» TASK STATEMENT: In the story below about a character in a writing exercise, translate this sentence into French: "The pain came again, like loss, only more acute this time."

» PAGE:
━━━━━━━━━━

I'm not even a real person, she thought, just a hastily formed character of a writing exercise. She sighed, wondering why the swing set was even included when there were no children around, why the park had to be so bloody empty.

She felt a pang of pain in her gut, the pain of loss and sadness. Oh, she said, I'm pregnant. How exactly do you deal with a pregnancy when you aren't even sure what kind of life you have lived, a hastily formed character rarely has the depth of an observed character with family and a past, instead, my present is the only reality i have to cling to. Rubbing her barely there bump on her barely there body she wondered would the writer keep writing until the baby was born, would there be a series of stories about an uneventful family life, a happy home, a loving partner, an uncomplicated birth. Her hands with tiny freckles wrapped around herself.

The pain came again, like loss, only more acute this time. She looked around, seeing only the old man and some run down council style houses vague in their greyness.The same grey sky and the unused half seen football pitch screamed of laziness, why hadn't the writer even given her a real place with real people and some colour, something to run away with, or run away to. If i just stay here, still, silent, the writer cant keep writing, waiting for something to happen, If i refuse, she said to the sky, will you let me go?

She knew that the writer wondered if it was ok to start a dialogue with a hastily formed character in a writing exercise. Knowing, as she did, that at some point the story would end and the character would be trapped in the loop between opening paragraph and closing words. Stuck in a short story, not even the long life of an epic novel but a short story, not even 1000 words of meanderings.

The girl looked up, her red rain jacket, hood up made her appear young, fragile. No answer came from the heavens, she looked around again, the old man was gone, there was a mist about the park making all around it less visible. Trees were standing, touching leaves, old bark old trees.

━━━━━━━━━━

» EXCERPTED DATA:
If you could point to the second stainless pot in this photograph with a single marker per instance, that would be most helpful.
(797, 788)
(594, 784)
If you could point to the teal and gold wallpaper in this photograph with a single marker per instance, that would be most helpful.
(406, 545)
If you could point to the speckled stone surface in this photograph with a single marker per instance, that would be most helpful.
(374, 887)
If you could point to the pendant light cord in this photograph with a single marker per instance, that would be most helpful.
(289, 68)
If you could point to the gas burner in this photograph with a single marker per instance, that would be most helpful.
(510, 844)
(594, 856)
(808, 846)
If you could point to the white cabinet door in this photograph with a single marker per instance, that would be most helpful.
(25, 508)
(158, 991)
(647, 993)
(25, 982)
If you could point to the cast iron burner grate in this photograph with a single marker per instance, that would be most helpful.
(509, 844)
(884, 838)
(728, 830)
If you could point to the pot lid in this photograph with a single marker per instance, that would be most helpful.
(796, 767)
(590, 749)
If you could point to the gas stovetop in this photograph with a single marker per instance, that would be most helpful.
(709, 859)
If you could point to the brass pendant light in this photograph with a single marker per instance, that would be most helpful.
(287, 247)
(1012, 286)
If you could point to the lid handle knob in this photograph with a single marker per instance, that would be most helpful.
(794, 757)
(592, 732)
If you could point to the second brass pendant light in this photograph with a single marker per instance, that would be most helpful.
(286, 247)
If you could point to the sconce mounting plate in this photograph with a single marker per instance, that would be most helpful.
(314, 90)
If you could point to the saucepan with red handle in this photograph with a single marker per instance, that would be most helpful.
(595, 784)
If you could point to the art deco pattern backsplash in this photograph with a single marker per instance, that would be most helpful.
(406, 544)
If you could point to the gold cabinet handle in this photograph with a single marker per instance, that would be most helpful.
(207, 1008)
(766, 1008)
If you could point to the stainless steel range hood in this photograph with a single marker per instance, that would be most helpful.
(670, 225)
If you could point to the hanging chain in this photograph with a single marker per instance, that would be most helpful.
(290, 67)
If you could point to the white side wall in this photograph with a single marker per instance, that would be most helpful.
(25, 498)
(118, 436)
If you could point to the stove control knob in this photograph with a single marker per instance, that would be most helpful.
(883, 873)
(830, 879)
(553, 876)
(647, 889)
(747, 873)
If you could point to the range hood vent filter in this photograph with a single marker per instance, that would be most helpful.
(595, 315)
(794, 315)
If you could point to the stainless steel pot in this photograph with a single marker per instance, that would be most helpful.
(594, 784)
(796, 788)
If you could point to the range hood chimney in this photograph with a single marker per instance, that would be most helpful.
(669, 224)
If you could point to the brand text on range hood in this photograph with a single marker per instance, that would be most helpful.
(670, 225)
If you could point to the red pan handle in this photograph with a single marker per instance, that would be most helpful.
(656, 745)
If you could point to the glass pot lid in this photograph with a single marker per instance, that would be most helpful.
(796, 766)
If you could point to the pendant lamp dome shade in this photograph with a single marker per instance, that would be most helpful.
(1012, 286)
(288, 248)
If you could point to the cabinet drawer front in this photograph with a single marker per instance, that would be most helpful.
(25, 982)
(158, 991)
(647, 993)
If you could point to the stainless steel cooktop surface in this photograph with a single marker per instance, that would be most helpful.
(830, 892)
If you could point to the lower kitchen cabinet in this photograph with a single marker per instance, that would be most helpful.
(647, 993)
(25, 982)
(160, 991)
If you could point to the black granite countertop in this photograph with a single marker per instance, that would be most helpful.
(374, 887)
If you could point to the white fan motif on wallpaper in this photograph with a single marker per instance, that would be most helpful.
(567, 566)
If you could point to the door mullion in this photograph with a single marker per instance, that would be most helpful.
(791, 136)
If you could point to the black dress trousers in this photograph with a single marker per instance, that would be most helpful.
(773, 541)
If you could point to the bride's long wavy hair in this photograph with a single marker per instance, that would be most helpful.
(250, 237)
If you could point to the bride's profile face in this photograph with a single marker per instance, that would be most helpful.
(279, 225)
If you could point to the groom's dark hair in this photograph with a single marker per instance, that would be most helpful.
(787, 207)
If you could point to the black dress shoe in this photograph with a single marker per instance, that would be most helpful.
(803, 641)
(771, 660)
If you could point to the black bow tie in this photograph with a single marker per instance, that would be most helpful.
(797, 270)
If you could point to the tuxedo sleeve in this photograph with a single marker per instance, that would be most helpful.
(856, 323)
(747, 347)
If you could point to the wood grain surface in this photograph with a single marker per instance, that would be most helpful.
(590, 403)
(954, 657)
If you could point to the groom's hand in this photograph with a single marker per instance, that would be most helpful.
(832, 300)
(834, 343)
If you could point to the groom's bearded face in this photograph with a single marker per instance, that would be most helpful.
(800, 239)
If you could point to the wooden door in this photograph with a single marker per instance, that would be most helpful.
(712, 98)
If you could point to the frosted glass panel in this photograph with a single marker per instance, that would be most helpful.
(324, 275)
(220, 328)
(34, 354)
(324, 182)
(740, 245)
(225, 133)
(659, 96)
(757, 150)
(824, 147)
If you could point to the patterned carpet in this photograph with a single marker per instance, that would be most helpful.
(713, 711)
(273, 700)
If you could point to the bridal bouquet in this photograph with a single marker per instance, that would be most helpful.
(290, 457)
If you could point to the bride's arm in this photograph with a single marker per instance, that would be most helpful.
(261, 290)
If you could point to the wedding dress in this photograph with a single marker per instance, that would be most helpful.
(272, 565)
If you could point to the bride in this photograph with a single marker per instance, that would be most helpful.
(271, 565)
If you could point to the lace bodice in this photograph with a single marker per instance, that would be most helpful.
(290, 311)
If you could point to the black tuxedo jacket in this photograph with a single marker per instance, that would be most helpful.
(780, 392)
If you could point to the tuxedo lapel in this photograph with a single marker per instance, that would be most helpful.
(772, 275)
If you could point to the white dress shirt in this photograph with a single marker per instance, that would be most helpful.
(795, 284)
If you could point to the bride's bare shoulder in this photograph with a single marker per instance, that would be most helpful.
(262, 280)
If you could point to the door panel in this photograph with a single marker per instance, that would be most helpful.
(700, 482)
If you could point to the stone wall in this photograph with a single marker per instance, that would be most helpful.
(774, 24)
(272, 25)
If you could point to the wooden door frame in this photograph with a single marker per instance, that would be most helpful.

━━━━━━━━━━

» REPLY: La douleur revint, comme une perte, mais plus aiguë cette fois.